◆ **Data listing**:

◆ ◆ ◆ ◆ ◆

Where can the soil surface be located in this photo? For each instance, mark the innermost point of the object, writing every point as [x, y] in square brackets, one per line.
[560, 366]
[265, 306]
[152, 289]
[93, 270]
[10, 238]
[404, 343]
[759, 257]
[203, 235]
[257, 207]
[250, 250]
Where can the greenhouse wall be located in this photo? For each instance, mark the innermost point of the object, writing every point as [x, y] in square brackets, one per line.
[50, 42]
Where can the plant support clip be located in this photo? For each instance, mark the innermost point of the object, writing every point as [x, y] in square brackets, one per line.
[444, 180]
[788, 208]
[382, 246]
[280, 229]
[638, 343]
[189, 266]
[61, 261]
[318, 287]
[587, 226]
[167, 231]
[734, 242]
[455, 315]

◆ ◆ ◆ ◆ ◆

Format all the items above as a JSON list of strings, with one string per line and blank lines left out.

◆ **Correct response**:
[
  "Where can the soil surface be located in this photo? For each instance, mark the innermost point of the object, writing every point as [x, y] in square brackets, one per line.",
  "[560, 366]",
  "[265, 306]",
  "[152, 289]",
  "[93, 270]",
  "[10, 238]",
  "[404, 343]",
  "[759, 257]",
  "[203, 235]",
  "[257, 207]",
  "[250, 250]",
  "Where can the greenhouse wall be located in this photo? For each instance, mark the innermost point of the object, writing every point as [x, y] in square brackets, one per line.",
  "[50, 42]",
  "Where can the plant support clip be located in this photo? For each instance, mark the innermost point of the object, writing every point as [x, y] in square brackets, one per line.",
  "[444, 180]",
  "[788, 208]",
  "[382, 246]",
  "[280, 229]",
  "[638, 343]",
  "[189, 266]",
  "[61, 261]",
  "[318, 287]",
  "[587, 226]",
  "[167, 231]",
  "[734, 242]",
  "[455, 315]"
]